> [SOURCE PASSAGE]
⁂

Balance Sheet Model of the Firm
The assets of the firm must be supported by the firm obtaining financing. The accounting balance sheet follows the cost principle and records asset and claims at their historic costs when added to the balance sheet. The economic balance sheet also looks at assets and claims, but uses current market values
Bond
A security representing the long-term debt of a company
Bank Loan
Indirect financing where the company borrows funds from a bank, which gets those funds from savers. These claims are not traded in the financial markets
Preferred Stock
A type of stock whose holders are given certain priority over common shareholders in the payment of dividends. Usually the dividend rate is fixed at the time of issue and no voting rights are given
Common Stock
Equity claims held by the “residual owners” of the firm who are the last to receive any distribution of earnings or assets
Privately held company
A company that raises capital by selling their securities directly to investors rather than the general public
Publicly Traded Corporations
Corporations who fulfill registration and reporting requirements and are authorized to sell financial securities to the general public
Primary Market Transaction
Corporations and other organizations, with the assistance of investment banks, create financial securities and issue them to the investing public. This is how companies raise capital.
Initial Public Offering (IPO)
The original sale of a company’s securities to the public. Also called an unseasoned new issue.

⁂

> [ACTIVITY A]
Answer these from the finance glossary:
(i) What values does the economic balance sheet use for assets and claims?
(ii) What other name is given for an initial public offering?
(iii) Are the claims from a bank loan traded in the financial markets?
The finance glossary and the entries have no connection to each other.

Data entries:
⁂

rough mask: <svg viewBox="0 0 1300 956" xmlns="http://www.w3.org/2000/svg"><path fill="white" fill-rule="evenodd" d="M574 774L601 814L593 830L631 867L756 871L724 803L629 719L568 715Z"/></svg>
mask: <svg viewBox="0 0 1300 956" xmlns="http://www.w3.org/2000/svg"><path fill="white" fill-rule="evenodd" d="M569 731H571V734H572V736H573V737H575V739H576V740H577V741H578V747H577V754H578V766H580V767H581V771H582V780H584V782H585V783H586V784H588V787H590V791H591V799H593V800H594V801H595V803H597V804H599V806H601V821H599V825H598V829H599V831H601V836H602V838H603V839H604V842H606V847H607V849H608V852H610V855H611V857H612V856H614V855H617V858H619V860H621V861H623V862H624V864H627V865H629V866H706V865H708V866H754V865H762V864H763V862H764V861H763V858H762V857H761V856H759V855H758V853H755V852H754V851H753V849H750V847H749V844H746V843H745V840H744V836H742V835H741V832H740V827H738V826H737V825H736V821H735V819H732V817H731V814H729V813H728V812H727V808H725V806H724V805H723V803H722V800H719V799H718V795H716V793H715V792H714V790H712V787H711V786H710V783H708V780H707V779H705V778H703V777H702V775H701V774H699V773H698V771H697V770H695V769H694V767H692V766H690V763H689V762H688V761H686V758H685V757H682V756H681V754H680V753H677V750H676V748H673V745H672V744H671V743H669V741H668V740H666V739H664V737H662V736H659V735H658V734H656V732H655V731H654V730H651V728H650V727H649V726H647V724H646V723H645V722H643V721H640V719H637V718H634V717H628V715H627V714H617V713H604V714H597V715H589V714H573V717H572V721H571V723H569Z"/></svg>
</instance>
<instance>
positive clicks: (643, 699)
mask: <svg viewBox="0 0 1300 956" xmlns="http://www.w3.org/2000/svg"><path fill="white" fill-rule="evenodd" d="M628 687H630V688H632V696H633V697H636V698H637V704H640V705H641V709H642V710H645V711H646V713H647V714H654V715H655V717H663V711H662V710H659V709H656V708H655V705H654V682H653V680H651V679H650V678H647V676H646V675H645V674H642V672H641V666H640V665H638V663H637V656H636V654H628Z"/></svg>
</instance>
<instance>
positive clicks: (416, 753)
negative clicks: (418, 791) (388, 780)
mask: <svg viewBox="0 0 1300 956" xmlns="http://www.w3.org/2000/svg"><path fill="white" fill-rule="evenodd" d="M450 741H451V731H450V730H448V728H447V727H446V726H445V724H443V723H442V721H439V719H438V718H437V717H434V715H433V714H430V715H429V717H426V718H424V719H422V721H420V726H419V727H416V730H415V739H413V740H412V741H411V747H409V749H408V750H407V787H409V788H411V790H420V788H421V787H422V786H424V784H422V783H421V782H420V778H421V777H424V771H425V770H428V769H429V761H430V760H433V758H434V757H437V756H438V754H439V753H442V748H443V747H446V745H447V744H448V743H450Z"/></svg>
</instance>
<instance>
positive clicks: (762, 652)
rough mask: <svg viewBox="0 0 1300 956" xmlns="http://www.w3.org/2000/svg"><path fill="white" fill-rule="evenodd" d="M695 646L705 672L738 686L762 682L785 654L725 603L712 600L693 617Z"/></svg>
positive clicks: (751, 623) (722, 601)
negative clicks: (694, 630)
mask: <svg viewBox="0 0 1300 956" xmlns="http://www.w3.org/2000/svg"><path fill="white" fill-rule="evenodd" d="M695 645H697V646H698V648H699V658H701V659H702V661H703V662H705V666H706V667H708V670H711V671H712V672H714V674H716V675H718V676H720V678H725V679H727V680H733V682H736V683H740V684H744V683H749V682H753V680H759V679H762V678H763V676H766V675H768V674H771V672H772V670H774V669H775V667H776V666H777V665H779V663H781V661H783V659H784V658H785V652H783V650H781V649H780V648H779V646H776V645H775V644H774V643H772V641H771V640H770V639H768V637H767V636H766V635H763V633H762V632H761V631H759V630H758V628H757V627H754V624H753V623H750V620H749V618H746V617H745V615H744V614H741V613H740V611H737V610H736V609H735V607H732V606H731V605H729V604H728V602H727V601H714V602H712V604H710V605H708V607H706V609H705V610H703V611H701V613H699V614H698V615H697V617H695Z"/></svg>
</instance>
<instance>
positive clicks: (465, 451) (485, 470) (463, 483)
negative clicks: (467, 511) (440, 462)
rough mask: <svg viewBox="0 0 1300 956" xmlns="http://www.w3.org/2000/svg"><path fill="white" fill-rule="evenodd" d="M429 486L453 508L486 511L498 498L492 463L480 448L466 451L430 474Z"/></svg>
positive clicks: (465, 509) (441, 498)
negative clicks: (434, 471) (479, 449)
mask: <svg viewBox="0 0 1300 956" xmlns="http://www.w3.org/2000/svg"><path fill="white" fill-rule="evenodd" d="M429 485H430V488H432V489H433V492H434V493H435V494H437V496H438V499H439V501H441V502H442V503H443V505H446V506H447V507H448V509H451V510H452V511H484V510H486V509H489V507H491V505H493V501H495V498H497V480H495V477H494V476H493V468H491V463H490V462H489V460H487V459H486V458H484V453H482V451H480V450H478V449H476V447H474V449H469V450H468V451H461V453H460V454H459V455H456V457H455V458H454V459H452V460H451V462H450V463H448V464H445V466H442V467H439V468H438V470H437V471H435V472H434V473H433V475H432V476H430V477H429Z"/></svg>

⁂

> [ACTIVITY B] In the entries, rewrite the lines starting at the one containing "negative clicks: (694, 630)" and ending at the one containing "positive clicks: (465, 509) (441, 498)", changing "negative clicks" to "negative points" and keeping everything else the same. Return only those lines.

> [OUTPUT A]
(i) Current market values.
(ii) An unseasoned new issue.
(iii) No, they are not traded in the financial markets.

> [OUTPUT B]
negative points: (694, 630)
mask: <svg viewBox="0 0 1300 956" xmlns="http://www.w3.org/2000/svg"><path fill="white" fill-rule="evenodd" d="M695 645H697V646H698V648H699V658H701V659H702V661H703V662H705V666H706V667H708V670H711V671H712V672H714V674H716V675H718V676H720V678H725V679H727V680H733V682H736V683H740V684H744V683H749V682H753V680H759V679H762V678H763V676H766V675H768V674H771V672H772V670H774V669H775V667H776V666H777V665H779V663H781V661H783V659H784V658H785V652H783V650H781V649H780V648H779V646H776V645H775V644H774V643H772V641H771V640H770V639H768V637H767V636H766V635H763V633H762V632H761V631H759V630H758V628H757V627H754V624H753V623H750V620H749V618H746V617H745V615H744V614H741V613H740V611H737V610H736V609H735V607H732V606H731V605H729V604H728V602H727V601H714V602H712V604H710V605H708V607H706V609H705V610H703V611H701V613H699V614H698V615H697V617H695Z"/></svg>
</instance>
<instance>
positive clicks: (465, 451) (485, 470) (463, 483)
negative points: (467, 511) (440, 462)
rough mask: <svg viewBox="0 0 1300 956" xmlns="http://www.w3.org/2000/svg"><path fill="white" fill-rule="evenodd" d="M429 486L453 508L486 511L498 498L492 463L480 448L466 451L430 474Z"/></svg>
positive clicks: (465, 509) (441, 498)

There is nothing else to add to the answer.